*** Stored data

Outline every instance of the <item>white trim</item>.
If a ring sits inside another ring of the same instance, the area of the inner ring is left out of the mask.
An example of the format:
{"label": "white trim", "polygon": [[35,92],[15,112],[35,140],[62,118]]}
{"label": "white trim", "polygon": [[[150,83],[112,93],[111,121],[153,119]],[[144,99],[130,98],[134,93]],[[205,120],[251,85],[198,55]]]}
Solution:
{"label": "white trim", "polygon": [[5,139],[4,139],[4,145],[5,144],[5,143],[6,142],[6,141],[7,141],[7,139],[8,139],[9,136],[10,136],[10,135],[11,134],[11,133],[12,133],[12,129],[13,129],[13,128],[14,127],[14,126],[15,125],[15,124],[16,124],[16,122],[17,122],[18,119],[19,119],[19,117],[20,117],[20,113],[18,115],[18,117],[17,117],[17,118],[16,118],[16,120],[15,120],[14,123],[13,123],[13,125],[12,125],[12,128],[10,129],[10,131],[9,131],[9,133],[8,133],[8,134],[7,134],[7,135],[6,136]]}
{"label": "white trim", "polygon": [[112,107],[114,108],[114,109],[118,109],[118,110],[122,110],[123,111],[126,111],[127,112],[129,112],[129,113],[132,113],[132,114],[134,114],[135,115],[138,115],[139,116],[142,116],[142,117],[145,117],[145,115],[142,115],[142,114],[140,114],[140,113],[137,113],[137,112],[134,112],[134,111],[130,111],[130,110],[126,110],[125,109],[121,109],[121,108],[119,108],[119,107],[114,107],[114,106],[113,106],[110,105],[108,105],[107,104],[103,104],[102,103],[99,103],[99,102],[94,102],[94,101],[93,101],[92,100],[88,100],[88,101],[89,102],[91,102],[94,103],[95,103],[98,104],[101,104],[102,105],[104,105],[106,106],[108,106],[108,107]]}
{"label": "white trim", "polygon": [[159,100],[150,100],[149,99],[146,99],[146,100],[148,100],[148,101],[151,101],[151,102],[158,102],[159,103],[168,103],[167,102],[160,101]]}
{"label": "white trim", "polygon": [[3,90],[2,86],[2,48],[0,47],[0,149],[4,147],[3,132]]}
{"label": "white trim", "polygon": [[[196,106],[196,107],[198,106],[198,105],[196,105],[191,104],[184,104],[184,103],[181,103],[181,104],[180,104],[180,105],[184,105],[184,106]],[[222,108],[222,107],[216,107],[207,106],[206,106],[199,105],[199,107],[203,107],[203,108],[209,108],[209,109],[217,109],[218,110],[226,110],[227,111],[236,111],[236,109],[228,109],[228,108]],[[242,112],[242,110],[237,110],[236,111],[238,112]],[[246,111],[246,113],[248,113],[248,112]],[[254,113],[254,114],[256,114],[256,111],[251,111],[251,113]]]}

******

To do:
Write out the entries in full, exactly as given.

Output below:
Outline every instance of the <item>white trim</item>.
If a ring sits inside another ring of the same instance, the area of the inner ring is left out of the mask.
An example of the format:
{"label": "white trim", "polygon": [[35,92],[15,112],[35,140],[62,118]]}
{"label": "white trim", "polygon": [[[150,83],[112,93],[111,121],[153,119]],[[144,99],[130,98],[134,93]],[[205,120],[251,85],[198,55]]]}
Solution:
{"label": "white trim", "polygon": [[5,139],[4,139],[4,145],[5,144],[5,143],[6,142],[6,141],[7,141],[7,139],[8,139],[9,136],[10,136],[10,135],[11,134],[11,133],[12,133],[12,129],[13,129],[13,128],[14,127],[14,126],[15,125],[15,124],[16,124],[16,122],[17,122],[18,119],[19,119],[19,117],[20,117],[20,113],[18,115],[18,117],[17,117],[17,118],[16,118],[16,120],[15,120],[14,123],[13,123],[13,125],[12,125],[12,128],[10,129],[10,131],[9,131],[9,133],[8,133],[8,134],[7,134],[7,135],[6,136]]}
{"label": "white trim", "polygon": [[112,107],[114,108],[114,109],[118,109],[118,110],[122,110],[123,111],[126,111],[127,112],[129,112],[129,113],[132,113],[132,114],[134,114],[135,115],[138,115],[139,116],[142,116],[142,117],[145,117],[145,115],[142,115],[142,114],[140,114],[140,113],[137,113],[137,112],[134,112],[134,111],[130,111],[130,110],[126,110],[125,109],[121,109],[121,108],[119,108],[119,107],[114,107],[114,106],[113,106],[110,105],[108,105],[107,104],[103,104],[102,103],[99,103],[99,102],[94,102],[94,101],[93,101],[92,100],[88,100],[88,101],[89,102],[91,102],[94,103],[95,103],[98,104],[101,104],[102,105],[104,105],[106,106],[108,106],[108,107]]}
{"label": "white trim", "polygon": [[159,100],[150,100],[149,99],[146,99],[146,100],[148,100],[148,101],[151,101],[151,102],[158,102],[159,103],[168,103],[167,102],[160,101]]}
{"label": "white trim", "polygon": [[3,90],[2,86],[2,48],[0,47],[0,149],[4,147],[3,132]]}
{"label": "white trim", "polygon": [[[196,106],[196,107],[198,106],[198,105],[196,105],[191,104],[184,104],[184,103],[181,103],[181,104],[180,104],[180,105],[184,105],[184,106]],[[222,108],[222,107],[216,107],[207,106],[206,106],[199,105],[199,107],[203,107],[203,108],[209,108],[209,109],[217,109],[218,110],[226,110],[227,111],[236,111],[236,109],[228,109],[228,108]],[[242,112],[242,110],[237,110],[236,111],[238,112]],[[246,111],[246,113],[248,113],[248,112]],[[254,113],[254,114],[256,114],[256,111],[251,111],[251,113]]]}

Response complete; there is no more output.